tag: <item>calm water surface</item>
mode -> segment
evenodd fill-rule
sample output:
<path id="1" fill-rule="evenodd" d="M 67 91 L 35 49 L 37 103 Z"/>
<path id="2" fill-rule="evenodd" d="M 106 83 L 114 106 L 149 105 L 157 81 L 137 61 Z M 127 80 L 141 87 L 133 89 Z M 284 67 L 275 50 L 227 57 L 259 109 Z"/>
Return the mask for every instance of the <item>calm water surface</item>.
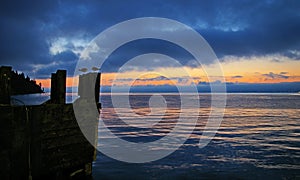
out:
<path id="1" fill-rule="evenodd" d="M 68 94 L 67 101 L 71 101 Z M 122 96 L 122 95 L 116 95 Z M 146 143 L 160 139 L 172 130 L 180 113 L 180 96 L 164 94 L 166 112 L 153 128 L 139 127 L 128 112 L 113 109 L 110 96 L 102 94 L 101 118 L 119 138 Z M 15 96 L 24 103 L 39 104 L 49 99 L 49 94 Z M 133 94 L 130 105 L 134 113 L 149 115 L 150 95 Z M 32 102 L 32 99 L 35 101 Z M 20 104 L 14 100 L 13 103 Z M 144 164 L 114 160 L 98 152 L 93 164 L 94 179 L 300 179 L 300 96 L 297 94 L 228 94 L 224 118 L 214 139 L 204 148 L 198 148 L 210 112 L 210 95 L 200 94 L 198 109 L 182 110 L 185 118 L 196 118 L 198 123 L 184 124 L 182 132 L 194 131 L 190 138 L 171 155 Z M 121 118 L 120 118 L 121 117 Z M 128 126 L 126 119 L 135 127 Z M 156 122 L 157 116 L 147 116 Z M 99 127 L 101 132 L 101 127 Z M 112 137 L 103 137 L 112 138 Z M 101 146 L 101 142 L 98 142 Z"/>
<path id="2" fill-rule="evenodd" d="M 128 114 L 128 109 L 124 108 L 118 115 L 115 113 L 109 95 L 102 95 L 101 117 L 119 138 L 133 142 L 154 141 L 170 132 L 180 112 L 179 95 L 165 94 L 164 97 L 168 107 L 165 116 L 151 129 L 130 127 L 122 122 L 120 117 L 138 125 Z M 149 98 L 150 95 L 130 96 L 131 108 L 139 115 L 147 115 L 150 112 Z M 94 179 L 300 178 L 299 95 L 229 94 L 221 127 L 214 139 L 202 149 L 198 148 L 198 142 L 210 112 L 210 95 L 200 95 L 200 104 L 200 114 L 193 113 L 197 111 L 195 108 L 183 111 L 185 117 L 197 118 L 198 124 L 177 151 L 161 160 L 144 164 L 119 162 L 98 152 Z M 162 110 L 157 107 L 154 111 Z M 147 118 L 155 121 L 155 116 Z M 98 145 L 101 146 L 101 142 Z"/>

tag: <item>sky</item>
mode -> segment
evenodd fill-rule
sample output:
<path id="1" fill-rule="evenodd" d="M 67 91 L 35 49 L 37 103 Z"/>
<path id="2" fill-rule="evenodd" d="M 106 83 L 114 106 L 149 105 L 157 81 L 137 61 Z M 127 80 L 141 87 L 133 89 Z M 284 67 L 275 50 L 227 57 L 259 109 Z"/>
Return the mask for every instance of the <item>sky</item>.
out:
<path id="1" fill-rule="evenodd" d="M 49 87 L 52 72 L 67 69 L 67 84 L 71 86 L 82 50 L 99 33 L 132 18 L 163 17 L 184 23 L 203 36 L 217 55 L 227 83 L 298 83 L 299 9 L 297 0 L 2 0 L 0 65 L 11 65 L 44 87 Z M 143 66 L 136 64 L 118 72 L 126 61 L 145 53 L 166 54 L 183 67 L 147 59 Z M 116 75 L 122 77 L 115 82 L 120 86 L 136 77 L 135 86 L 206 84 L 205 72 L 213 71 L 216 64 L 204 62 L 208 69 L 203 69 L 193 58 L 167 41 L 136 40 L 118 48 L 105 61 L 102 86 L 110 86 Z M 193 79 L 178 74 L 178 68 L 184 68 Z M 157 73 L 161 69 L 169 77 Z M 212 75 L 210 81 L 217 78 Z M 299 83 L 293 87 L 300 90 Z"/>

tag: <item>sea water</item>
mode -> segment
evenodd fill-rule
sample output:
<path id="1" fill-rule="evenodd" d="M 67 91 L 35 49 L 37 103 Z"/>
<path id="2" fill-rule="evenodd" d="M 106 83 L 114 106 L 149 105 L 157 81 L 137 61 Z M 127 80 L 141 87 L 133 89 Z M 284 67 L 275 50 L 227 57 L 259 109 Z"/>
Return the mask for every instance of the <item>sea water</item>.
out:
<path id="1" fill-rule="evenodd" d="M 165 118 L 160 121 L 163 125 L 153 128 L 139 127 L 136 119 L 129 114 L 130 109 L 133 109 L 134 113 L 145 115 L 149 121 L 155 121 L 155 116 L 147 116 L 150 112 L 151 94 L 130 95 L 130 109 L 124 107 L 118 113 L 114 111 L 110 94 L 101 96 L 102 120 L 117 138 L 126 141 L 147 143 L 168 135 L 176 124 L 179 113 L 197 118 L 198 123 L 196 127 L 186 125 L 186 130 L 194 128 L 192 135 L 175 152 L 160 160 L 134 164 L 120 162 L 98 152 L 93 164 L 94 179 L 300 178 L 299 95 L 227 94 L 221 126 L 212 141 L 203 148 L 199 148 L 198 143 L 209 117 L 211 95 L 199 95 L 199 114 L 193 113 L 198 112 L 196 107 L 181 111 L 179 94 L 163 96 L 168 110 Z M 151 108 L 152 111 L 161 111 L 160 107 Z M 124 118 L 127 123 L 122 122 Z M 98 142 L 98 146 L 101 146 L 101 142 Z"/>

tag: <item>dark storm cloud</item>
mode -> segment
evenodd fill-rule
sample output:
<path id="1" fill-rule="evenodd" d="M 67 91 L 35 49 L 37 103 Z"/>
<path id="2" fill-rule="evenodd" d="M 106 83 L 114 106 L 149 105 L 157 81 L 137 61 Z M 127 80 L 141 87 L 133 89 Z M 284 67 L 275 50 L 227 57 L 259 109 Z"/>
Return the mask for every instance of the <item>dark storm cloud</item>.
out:
<path id="1" fill-rule="evenodd" d="M 195 28 L 218 57 L 279 53 L 298 60 L 299 8 L 300 1 L 271 0 L 1 1 L 0 60 L 27 73 L 39 64 L 43 68 L 38 70 L 41 74 L 36 74 L 41 76 L 49 75 L 54 68 L 73 71 L 78 50 L 86 45 L 76 44 L 78 40 L 89 42 L 118 22 L 146 16 L 171 18 Z M 51 54 L 51 46 L 60 37 L 69 42 Z M 129 45 L 126 51 L 112 55 L 106 68 L 114 71 L 123 59 L 156 50 L 181 58 L 183 64 L 193 64 L 188 62 L 188 53 L 174 51 L 174 47 L 163 43 L 153 43 L 152 47 L 147 43 Z"/>

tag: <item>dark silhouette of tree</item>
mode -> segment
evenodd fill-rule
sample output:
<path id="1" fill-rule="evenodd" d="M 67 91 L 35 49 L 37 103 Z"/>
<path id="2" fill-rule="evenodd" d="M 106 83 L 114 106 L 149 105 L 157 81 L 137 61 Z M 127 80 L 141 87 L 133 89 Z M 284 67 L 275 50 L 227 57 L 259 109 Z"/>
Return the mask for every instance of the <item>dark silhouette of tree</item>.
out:
<path id="1" fill-rule="evenodd" d="M 31 80 L 28 75 L 25 78 L 24 73 L 18 74 L 18 71 L 11 72 L 11 88 L 13 95 L 44 92 L 41 83 L 36 84 L 35 80 Z"/>

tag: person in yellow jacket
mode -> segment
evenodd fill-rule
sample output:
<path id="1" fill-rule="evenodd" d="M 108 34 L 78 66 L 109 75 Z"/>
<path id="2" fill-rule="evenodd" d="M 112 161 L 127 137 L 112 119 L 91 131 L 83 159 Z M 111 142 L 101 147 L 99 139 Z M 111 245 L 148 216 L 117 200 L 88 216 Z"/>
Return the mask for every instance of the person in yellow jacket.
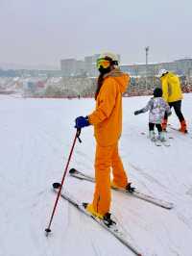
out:
<path id="1" fill-rule="evenodd" d="M 104 218 L 110 208 L 110 187 L 132 192 L 118 153 L 118 141 L 122 132 L 122 93 L 130 84 L 130 76 L 118 68 L 114 54 L 102 54 L 97 60 L 100 72 L 95 92 L 96 108 L 87 116 L 76 118 L 76 128 L 92 124 L 96 139 L 95 192 L 86 211 Z M 113 180 L 110 181 L 110 168 Z"/>
<path id="2" fill-rule="evenodd" d="M 174 108 L 175 113 L 180 122 L 180 128 L 179 131 L 187 133 L 186 122 L 181 113 L 181 100 L 183 97 L 179 77 L 176 74 L 167 71 L 166 69 L 161 69 L 158 73 L 158 76 L 160 77 L 163 91 L 162 97 L 169 104 L 170 108 Z M 167 113 L 165 113 L 162 122 L 162 129 L 164 131 L 167 127 Z"/>

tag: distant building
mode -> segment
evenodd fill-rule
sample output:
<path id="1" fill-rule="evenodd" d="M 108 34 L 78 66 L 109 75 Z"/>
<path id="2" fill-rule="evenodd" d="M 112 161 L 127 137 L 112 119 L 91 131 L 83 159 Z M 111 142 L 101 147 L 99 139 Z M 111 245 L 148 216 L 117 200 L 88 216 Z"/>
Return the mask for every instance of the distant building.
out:
<path id="1" fill-rule="evenodd" d="M 149 64 L 124 64 L 121 69 L 132 76 L 156 76 L 161 68 L 176 72 L 178 75 L 192 76 L 192 59 L 180 59 L 170 63 Z"/>
<path id="2" fill-rule="evenodd" d="M 89 77 L 97 77 L 99 72 L 96 61 L 100 54 L 85 56 L 84 61 L 76 59 L 64 59 L 60 61 L 60 70 L 64 76 L 78 76 L 86 74 Z M 120 55 L 117 55 L 120 61 Z"/>
<path id="3" fill-rule="evenodd" d="M 77 70 L 76 59 L 65 59 L 60 61 L 60 69 L 66 76 L 74 76 Z"/>

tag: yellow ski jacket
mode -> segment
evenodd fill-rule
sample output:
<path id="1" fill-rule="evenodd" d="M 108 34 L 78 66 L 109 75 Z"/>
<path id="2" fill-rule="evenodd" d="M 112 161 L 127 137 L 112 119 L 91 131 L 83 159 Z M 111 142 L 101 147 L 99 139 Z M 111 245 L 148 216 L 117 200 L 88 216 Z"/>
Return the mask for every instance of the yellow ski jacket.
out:
<path id="1" fill-rule="evenodd" d="M 162 97 L 166 102 L 174 102 L 182 99 L 182 92 L 179 77 L 168 72 L 160 78 L 162 86 Z"/>

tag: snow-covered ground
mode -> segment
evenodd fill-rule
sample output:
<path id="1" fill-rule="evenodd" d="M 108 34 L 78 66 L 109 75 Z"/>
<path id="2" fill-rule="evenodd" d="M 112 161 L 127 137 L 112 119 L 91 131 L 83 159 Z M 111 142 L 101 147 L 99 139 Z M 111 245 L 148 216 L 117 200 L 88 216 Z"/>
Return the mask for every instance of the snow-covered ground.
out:
<path id="1" fill-rule="evenodd" d="M 143 255 L 190 256 L 192 241 L 192 139 L 169 130 L 170 147 L 156 146 L 142 132 L 148 114 L 133 115 L 149 97 L 124 98 L 120 153 L 130 181 L 140 191 L 175 204 L 164 210 L 112 192 L 111 212 Z M 192 130 L 192 94 L 182 102 Z M 0 97 L 0 256 L 131 256 L 109 233 L 60 199 L 52 223 L 56 194 L 75 136 L 74 119 L 94 108 L 93 99 L 55 100 Z M 178 127 L 175 114 L 170 122 Z M 93 175 L 91 127 L 82 131 L 70 166 Z M 67 177 L 64 189 L 91 201 L 94 185 Z"/>

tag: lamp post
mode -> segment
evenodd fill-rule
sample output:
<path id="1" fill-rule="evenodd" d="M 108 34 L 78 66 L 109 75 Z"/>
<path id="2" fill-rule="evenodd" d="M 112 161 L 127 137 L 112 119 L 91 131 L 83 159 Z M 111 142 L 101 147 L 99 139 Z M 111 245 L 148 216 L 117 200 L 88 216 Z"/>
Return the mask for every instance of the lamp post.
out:
<path id="1" fill-rule="evenodd" d="M 145 80 L 145 86 L 146 86 L 146 89 L 147 89 L 147 75 L 148 75 L 148 68 L 147 68 L 147 65 L 148 65 L 148 55 L 149 55 L 149 50 L 150 50 L 150 46 L 147 46 L 145 47 L 145 72 L 146 72 L 146 80 Z"/>

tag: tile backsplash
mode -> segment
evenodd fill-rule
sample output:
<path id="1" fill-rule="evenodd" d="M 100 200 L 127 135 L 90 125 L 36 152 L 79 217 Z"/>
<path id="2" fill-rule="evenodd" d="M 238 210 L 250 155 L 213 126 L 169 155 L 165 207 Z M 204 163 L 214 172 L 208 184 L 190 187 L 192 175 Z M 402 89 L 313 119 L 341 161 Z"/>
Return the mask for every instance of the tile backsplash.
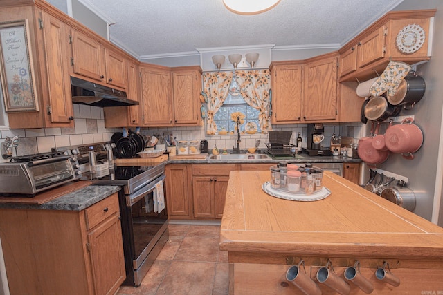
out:
<path id="1" fill-rule="evenodd" d="M 29 155 L 51 151 L 53 147 L 68 146 L 95 142 L 109 141 L 115 132 L 121 132 L 120 129 L 105 128 L 103 109 L 96 106 L 83 104 L 73 104 L 74 128 L 44 128 L 29 129 L 9 129 L 0 131 L 0 142 L 6 137 L 19 135 L 20 142 L 17 150 L 17 155 Z M 361 123 L 325 123 L 325 146 L 329 146 L 333 133 L 342 136 L 360 138 L 363 128 Z M 298 132 L 303 139 L 303 146 L 306 146 L 307 139 L 307 124 L 273 125 L 274 131 L 291 131 L 291 143 L 295 144 Z M 219 149 L 233 149 L 237 145 L 237 135 L 207 135 L 204 126 L 198 127 L 170 127 L 144 128 L 141 129 L 144 135 L 155 133 L 171 135 L 175 140 L 190 140 L 206 138 L 209 143 L 209 149 L 215 145 Z M 242 134 L 240 148 L 247 149 L 255 146 L 256 140 L 260 140 L 259 148 L 265 149 L 268 142 L 267 134 Z M 0 158 L 0 162 L 6 160 Z"/>

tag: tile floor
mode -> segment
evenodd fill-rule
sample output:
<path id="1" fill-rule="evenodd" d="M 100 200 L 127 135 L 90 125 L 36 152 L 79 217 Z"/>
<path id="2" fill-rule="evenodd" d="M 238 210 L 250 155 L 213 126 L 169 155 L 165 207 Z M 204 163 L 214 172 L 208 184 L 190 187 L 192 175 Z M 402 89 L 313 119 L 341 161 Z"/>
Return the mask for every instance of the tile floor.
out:
<path id="1" fill-rule="evenodd" d="M 219 250 L 219 225 L 170 224 L 169 240 L 141 285 L 117 295 L 228 293 L 228 254 Z"/>

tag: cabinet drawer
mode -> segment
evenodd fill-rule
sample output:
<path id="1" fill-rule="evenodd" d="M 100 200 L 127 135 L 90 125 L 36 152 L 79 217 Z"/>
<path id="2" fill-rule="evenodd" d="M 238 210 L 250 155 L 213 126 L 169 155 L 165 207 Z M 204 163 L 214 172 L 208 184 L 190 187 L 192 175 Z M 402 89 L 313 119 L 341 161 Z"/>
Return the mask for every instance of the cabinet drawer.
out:
<path id="1" fill-rule="evenodd" d="M 92 229 L 116 212 L 120 212 L 117 193 L 84 210 L 87 229 Z"/>
<path id="2" fill-rule="evenodd" d="M 210 164 L 192 165 L 193 175 L 226 175 L 235 170 L 240 170 L 235 164 Z"/>

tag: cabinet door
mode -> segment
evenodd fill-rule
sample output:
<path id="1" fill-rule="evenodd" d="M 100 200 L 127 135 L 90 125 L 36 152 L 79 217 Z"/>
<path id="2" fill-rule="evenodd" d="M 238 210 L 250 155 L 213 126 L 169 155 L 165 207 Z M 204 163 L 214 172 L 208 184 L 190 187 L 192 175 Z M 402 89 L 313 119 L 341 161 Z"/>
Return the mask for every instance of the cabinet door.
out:
<path id="1" fill-rule="evenodd" d="M 196 218 L 214 218 L 214 177 L 194 176 L 192 178 L 192 196 L 194 217 Z"/>
<path id="2" fill-rule="evenodd" d="M 119 213 L 88 232 L 96 294 L 114 294 L 126 278 Z"/>
<path id="3" fill-rule="evenodd" d="M 226 198 L 228 177 L 216 177 L 214 178 L 214 206 L 216 218 L 223 217 L 224 201 Z"/>
<path id="4" fill-rule="evenodd" d="M 108 48 L 105 48 L 106 66 L 106 83 L 111 86 L 125 89 L 127 87 L 127 69 L 126 59 L 123 55 Z"/>
<path id="5" fill-rule="evenodd" d="M 353 46 L 340 55 L 340 77 L 357 70 L 357 48 Z"/>
<path id="6" fill-rule="evenodd" d="M 105 79 L 102 48 L 97 41 L 73 30 L 72 50 L 74 73 L 96 81 Z"/>
<path id="7" fill-rule="evenodd" d="M 127 95 L 129 99 L 140 102 L 139 87 L 140 87 L 140 74 L 138 66 L 133 62 L 127 62 Z M 141 110 L 143 106 L 141 103 L 138 106 L 128 106 L 129 115 L 129 124 L 135 124 L 140 126 L 141 116 Z"/>
<path id="8" fill-rule="evenodd" d="M 385 57 L 386 26 L 382 26 L 363 38 L 358 44 L 359 67 L 363 68 L 376 60 Z"/>
<path id="9" fill-rule="evenodd" d="M 360 184 L 360 163 L 343 163 L 343 178 Z"/>
<path id="10" fill-rule="evenodd" d="M 168 70 L 141 68 L 142 103 L 145 126 L 172 126 L 171 73 Z"/>
<path id="11" fill-rule="evenodd" d="M 303 120 L 335 120 L 337 114 L 337 57 L 305 66 Z"/>
<path id="12" fill-rule="evenodd" d="M 166 198 L 168 216 L 189 217 L 188 178 L 186 164 L 168 165 L 166 174 Z"/>
<path id="13" fill-rule="evenodd" d="M 271 75 L 273 124 L 301 120 L 303 67 L 278 66 Z"/>
<path id="14" fill-rule="evenodd" d="M 176 126 L 197 125 L 201 122 L 198 95 L 201 88 L 201 78 L 193 70 L 172 72 L 174 124 Z"/>
<path id="15" fill-rule="evenodd" d="M 49 105 L 45 106 L 44 111 L 49 117 L 49 123 L 71 124 L 73 111 L 69 79 L 69 28 L 52 15 L 42 12 L 42 16 L 49 99 Z"/>

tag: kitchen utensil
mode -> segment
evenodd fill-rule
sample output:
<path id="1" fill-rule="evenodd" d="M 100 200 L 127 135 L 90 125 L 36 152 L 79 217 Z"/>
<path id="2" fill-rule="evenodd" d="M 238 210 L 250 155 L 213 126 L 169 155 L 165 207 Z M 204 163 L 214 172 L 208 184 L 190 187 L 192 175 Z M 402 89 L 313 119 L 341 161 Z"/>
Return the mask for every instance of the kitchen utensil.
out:
<path id="1" fill-rule="evenodd" d="M 368 120 L 381 122 L 397 115 L 401 110 L 401 106 L 392 106 L 384 96 L 377 96 L 368 102 L 364 112 Z"/>
<path id="2" fill-rule="evenodd" d="M 165 153 L 165 150 L 154 149 L 152 151 L 144 151 L 137 153 L 140 158 L 156 158 Z"/>
<path id="3" fill-rule="evenodd" d="M 388 97 L 388 102 L 394 106 L 399 105 L 408 109 L 422 99 L 425 90 L 424 79 L 415 73 L 410 73 L 400 83 L 395 94 Z"/>
<path id="4" fill-rule="evenodd" d="M 145 140 L 143 137 L 140 134 L 131 131 L 131 129 L 129 129 L 128 131 L 129 138 L 135 144 L 136 153 L 143 151 L 145 149 Z"/>
<path id="5" fill-rule="evenodd" d="M 121 137 L 116 143 L 117 158 L 129 158 L 136 155 L 135 143 L 129 137 Z"/>
<path id="6" fill-rule="evenodd" d="M 381 192 L 381 197 L 406 210 L 415 209 L 415 194 L 412 189 L 404 187 L 388 187 Z"/>
<path id="7" fill-rule="evenodd" d="M 363 187 L 369 191 L 372 191 L 372 187 L 371 184 L 372 184 L 372 182 L 375 179 L 375 176 L 377 176 L 377 172 L 375 170 L 369 169 L 369 173 L 370 173 L 370 176 L 369 176 L 369 179 L 368 180 L 368 182 L 366 182 L 366 184 L 363 186 Z"/>
<path id="8" fill-rule="evenodd" d="M 401 153 L 406 159 L 413 159 L 413 153 L 418 151 L 423 144 L 423 133 L 413 122 L 412 118 L 404 119 L 401 124 L 389 126 L 385 134 L 389 151 Z"/>
<path id="9" fill-rule="evenodd" d="M 123 133 L 122 133 L 121 132 L 116 132 L 111 137 L 111 141 L 114 144 L 116 144 L 118 140 L 122 137 L 123 135 Z"/>
<path id="10" fill-rule="evenodd" d="M 151 136 L 149 146 L 154 146 L 157 144 L 157 142 L 159 142 L 159 139 L 155 135 L 152 135 Z"/>
<path id="11" fill-rule="evenodd" d="M 375 175 L 379 175 L 379 182 L 377 184 L 370 183 L 368 185 L 365 187 L 365 189 L 366 189 L 366 190 L 373 193 L 377 193 L 379 187 L 381 185 L 381 184 L 383 183 L 383 180 L 384 179 L 384 175 L 383 173 L 379 173 L 376 171 Z"/>

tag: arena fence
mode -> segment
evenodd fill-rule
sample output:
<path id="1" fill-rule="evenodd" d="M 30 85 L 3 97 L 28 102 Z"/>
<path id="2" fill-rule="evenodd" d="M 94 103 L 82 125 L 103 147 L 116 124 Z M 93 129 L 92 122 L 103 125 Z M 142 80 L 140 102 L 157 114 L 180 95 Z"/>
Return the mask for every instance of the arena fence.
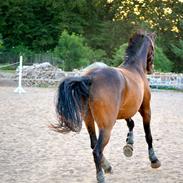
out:
<path id="1" fill-rule="evenodd" d="M 20 56 L 19 62 L 15 62 L 12 64 L 7 64 L 4 66 L 1 66 L 0 69 L 3 67 L 9 67 L 9 66 L 18 66 L 19 73 L 18 77 L 16 78 L 0 78 L 4 81 L 14 81 L 18 83 L 18 87 L 15 89 L 15 92 L 17 93 L 23 93 L 25 90 L 22 87 L 22 83 L 24 82 L 30 82 L 30 86 L 55 86 L 57 85 L 61 79 L 52 79 L 52 78 L 22 78 L 22 66 L 23 66 L 23 57 Z M 44 71 L 45 72 L 45 71 Z M 52 75 L 57 74 L 57 71 L 46 71 L 45 74 Z M 64 72 L 64 77 L 66 76 L 78 76 L 80 75 L 80 72 Z M 175 74 L 175 73 L 155 73 L 152 75 L 148 75 L 148 80 L 150 83 L 151 88 L 165 88 L 165 89 L 179 89 L 183 90 L 183 74 Z M 34 85 L 32 85 L 32 83 Z M 27 85 L 26 85 L 27 86 Z"/>

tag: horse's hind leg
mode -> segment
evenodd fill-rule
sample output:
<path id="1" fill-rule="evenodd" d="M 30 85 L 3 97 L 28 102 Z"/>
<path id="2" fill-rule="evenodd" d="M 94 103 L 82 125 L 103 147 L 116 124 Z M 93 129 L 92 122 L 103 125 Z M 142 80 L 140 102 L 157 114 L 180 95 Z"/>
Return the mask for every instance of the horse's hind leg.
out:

* **Task brief**:
Turn the lines of the listing above, from the line containing "tag: lamp post" up to and including the line containing "145 80 L 145", into a numbered list, leaving out any blank lines.

* **Solution to the problem**:
1. tag: lamp post
2. mode -> segment
3. evenodd fill-rule
4. sample output:
5. <path id="1" fill-rule="evenodd" d="M 108 34 L 78 66 L 109 75 Z"/>
6. <path id="2" fill-rule="evenodd" d="M 112 161 L 127 137 L 112 119 L 91 131 L 83 159 Z M 111 142 L 101 147 L 99 139 Z M 111 245 L 148 216 L 117 200 L 88 216 Z"/>
7. Return the mask for every instance of the lamp post.
8. out:
9. <path id="1" fill-rule="evenodd" d="M 145 80 L 145 86 L 146 86 L 146 89 L 147 89 L 147 75 L 148 75 L 148 68 L 147 68 L 147 65 L 148 65 L 148 55 L 149 55 L 149 50 L 150 50 L 150 46 L 147 46 L 145 47 L 145 72 L 146 72 L 146 80 Z"/>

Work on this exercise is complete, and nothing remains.